If a line in the entries contains the string "Trace", include that line in your answer.

▸ RECORDS SHOWN:
- Opening Delimiter -

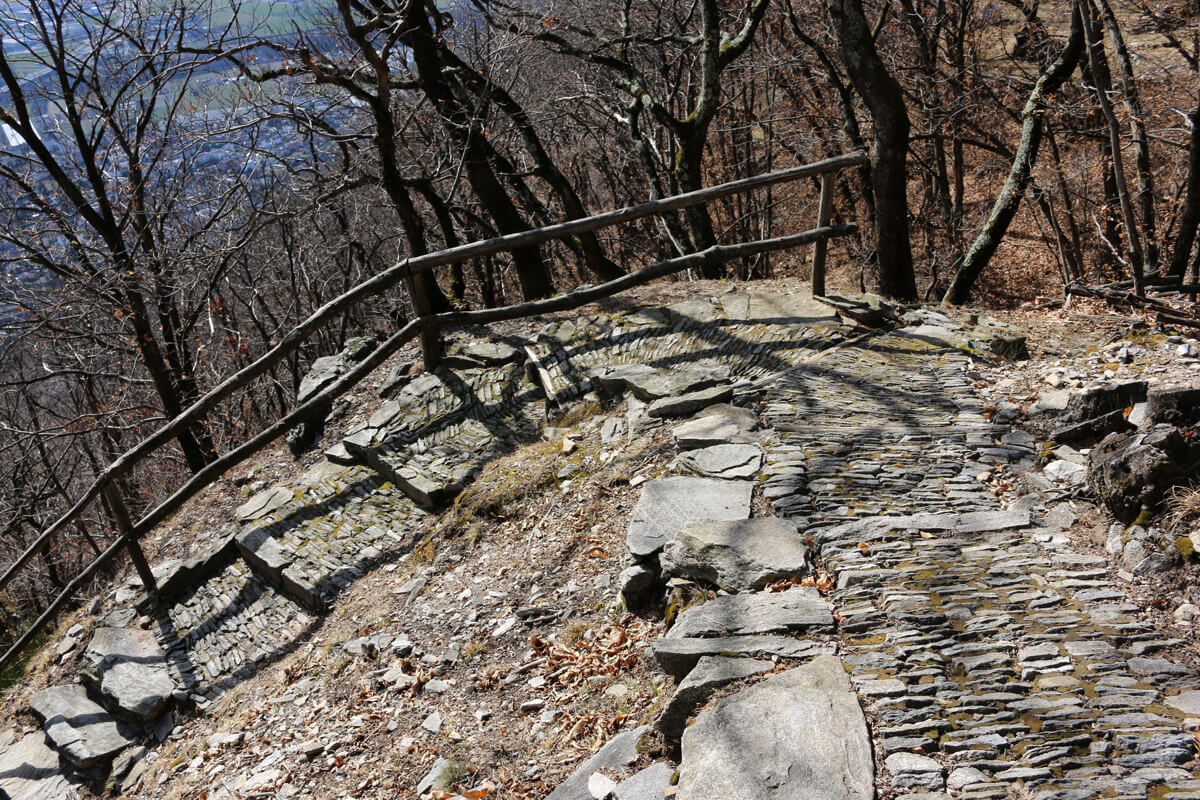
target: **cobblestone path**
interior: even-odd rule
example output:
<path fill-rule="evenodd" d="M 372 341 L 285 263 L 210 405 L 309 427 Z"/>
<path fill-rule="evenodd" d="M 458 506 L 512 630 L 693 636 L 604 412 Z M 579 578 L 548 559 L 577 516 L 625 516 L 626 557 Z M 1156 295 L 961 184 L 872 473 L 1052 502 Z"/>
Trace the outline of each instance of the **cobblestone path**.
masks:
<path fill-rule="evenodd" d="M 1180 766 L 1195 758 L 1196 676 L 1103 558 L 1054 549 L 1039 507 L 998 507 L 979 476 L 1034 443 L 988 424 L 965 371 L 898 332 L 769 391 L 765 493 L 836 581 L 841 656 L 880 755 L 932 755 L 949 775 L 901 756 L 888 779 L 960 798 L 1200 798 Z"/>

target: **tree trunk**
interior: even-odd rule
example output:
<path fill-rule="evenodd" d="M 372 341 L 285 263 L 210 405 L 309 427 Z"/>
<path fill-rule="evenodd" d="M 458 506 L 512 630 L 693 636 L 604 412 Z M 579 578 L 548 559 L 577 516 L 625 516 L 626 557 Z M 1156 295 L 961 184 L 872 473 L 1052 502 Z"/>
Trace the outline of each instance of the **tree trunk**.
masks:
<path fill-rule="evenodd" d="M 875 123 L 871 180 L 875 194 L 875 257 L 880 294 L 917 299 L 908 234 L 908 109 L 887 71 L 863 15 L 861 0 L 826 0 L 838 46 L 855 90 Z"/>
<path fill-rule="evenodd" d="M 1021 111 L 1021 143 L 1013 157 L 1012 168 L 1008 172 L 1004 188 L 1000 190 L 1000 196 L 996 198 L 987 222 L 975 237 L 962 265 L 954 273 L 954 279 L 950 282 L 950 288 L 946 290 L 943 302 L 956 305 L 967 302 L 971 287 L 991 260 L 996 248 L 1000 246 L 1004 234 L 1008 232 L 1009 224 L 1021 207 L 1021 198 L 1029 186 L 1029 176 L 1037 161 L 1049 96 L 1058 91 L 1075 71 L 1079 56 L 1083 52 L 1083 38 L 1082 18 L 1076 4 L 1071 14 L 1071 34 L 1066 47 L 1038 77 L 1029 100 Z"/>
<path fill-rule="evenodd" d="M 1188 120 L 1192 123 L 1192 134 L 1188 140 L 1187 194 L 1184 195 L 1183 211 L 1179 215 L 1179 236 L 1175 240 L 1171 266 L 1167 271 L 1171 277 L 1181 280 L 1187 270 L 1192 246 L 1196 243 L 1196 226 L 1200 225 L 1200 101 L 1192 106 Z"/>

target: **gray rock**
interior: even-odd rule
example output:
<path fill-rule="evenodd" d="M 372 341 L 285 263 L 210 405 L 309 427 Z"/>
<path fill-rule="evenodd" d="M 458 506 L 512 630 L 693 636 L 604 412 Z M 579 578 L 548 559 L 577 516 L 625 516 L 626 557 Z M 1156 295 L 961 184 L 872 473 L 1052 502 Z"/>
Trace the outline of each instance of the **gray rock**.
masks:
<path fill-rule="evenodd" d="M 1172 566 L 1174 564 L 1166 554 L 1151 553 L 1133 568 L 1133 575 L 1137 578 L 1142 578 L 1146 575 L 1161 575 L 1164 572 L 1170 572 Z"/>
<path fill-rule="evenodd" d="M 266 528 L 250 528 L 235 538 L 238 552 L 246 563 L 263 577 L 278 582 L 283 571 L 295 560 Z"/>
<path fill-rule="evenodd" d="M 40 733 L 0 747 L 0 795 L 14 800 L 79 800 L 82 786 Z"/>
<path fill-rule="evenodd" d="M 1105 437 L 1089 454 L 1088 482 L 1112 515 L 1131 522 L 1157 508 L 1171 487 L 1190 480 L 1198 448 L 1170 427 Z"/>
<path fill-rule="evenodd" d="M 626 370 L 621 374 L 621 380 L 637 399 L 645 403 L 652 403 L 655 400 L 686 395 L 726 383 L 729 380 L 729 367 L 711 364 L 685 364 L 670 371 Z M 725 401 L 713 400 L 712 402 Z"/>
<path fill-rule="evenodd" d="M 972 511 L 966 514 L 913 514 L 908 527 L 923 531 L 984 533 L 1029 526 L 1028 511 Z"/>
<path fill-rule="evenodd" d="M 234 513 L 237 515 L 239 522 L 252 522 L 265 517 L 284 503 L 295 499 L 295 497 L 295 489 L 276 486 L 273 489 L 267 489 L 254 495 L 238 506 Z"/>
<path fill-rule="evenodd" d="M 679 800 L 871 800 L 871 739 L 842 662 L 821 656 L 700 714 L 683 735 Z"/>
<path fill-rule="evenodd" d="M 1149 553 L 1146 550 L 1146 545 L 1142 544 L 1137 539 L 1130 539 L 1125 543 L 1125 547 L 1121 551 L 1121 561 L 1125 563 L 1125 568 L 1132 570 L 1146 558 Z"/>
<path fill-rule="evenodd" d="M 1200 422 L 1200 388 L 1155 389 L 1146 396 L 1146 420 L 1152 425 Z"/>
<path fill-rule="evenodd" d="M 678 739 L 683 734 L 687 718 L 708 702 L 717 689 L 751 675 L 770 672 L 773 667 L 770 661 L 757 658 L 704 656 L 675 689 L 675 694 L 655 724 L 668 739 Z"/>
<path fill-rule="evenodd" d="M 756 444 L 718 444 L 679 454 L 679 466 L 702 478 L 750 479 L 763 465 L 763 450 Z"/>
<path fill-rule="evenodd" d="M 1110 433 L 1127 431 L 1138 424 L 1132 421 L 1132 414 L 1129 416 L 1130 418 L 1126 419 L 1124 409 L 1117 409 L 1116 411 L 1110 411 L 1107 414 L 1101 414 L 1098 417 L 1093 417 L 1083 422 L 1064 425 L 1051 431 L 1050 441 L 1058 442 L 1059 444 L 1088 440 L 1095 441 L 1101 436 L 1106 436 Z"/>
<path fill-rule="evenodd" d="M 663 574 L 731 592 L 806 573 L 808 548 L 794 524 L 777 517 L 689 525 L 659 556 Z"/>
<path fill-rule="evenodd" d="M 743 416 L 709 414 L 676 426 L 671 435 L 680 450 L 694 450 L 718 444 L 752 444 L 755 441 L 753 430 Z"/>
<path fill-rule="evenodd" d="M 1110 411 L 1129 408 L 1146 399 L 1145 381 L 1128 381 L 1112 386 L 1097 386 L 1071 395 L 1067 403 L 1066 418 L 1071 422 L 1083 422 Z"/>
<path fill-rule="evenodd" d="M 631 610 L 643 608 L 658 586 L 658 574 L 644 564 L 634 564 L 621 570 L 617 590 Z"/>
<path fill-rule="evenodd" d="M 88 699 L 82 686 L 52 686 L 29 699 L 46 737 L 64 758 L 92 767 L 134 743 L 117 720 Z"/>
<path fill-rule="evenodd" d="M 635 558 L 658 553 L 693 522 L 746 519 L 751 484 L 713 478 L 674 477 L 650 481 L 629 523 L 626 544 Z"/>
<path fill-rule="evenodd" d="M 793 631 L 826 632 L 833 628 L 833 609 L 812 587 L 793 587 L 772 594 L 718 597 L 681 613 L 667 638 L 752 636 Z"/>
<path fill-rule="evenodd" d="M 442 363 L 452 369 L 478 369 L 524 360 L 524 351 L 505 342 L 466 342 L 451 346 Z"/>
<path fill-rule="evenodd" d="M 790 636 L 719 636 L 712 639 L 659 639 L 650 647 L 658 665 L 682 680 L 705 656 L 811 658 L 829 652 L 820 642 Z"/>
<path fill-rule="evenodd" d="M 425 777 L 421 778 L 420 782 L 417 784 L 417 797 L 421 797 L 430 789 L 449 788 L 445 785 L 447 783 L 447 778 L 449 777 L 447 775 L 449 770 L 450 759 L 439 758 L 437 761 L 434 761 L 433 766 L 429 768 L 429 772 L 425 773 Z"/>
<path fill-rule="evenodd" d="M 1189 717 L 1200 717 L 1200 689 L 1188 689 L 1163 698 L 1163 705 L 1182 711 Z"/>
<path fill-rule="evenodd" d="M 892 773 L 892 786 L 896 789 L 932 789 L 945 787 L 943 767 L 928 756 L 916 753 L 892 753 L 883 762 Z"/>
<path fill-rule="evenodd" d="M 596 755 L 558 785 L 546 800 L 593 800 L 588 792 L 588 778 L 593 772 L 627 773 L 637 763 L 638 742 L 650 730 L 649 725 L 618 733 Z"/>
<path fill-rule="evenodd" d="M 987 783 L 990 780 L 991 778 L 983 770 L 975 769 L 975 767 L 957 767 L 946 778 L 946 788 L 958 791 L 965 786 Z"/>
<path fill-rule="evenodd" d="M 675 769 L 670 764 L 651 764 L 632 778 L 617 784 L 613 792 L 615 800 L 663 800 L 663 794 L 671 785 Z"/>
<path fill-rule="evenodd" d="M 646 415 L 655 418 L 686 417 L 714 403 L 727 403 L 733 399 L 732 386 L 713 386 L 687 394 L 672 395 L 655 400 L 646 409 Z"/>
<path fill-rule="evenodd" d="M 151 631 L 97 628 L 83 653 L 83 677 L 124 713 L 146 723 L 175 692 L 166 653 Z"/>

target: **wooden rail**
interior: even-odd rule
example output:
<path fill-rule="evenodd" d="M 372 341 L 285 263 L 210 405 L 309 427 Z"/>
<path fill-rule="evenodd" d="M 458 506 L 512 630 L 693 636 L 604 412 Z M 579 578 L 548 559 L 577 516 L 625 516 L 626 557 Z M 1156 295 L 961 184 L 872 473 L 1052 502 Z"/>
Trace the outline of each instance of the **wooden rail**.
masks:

- Closing Delimiter -

▸ OUTPUT FOR THIS TASK:
Trace the outline of each instance of the **cobblestone path**.
Trace the outline of each instance of the **tree trunk**.
Trace the outline of each instance of the **gray rock**.
Trace the outline of each instance of the **wooden rail**.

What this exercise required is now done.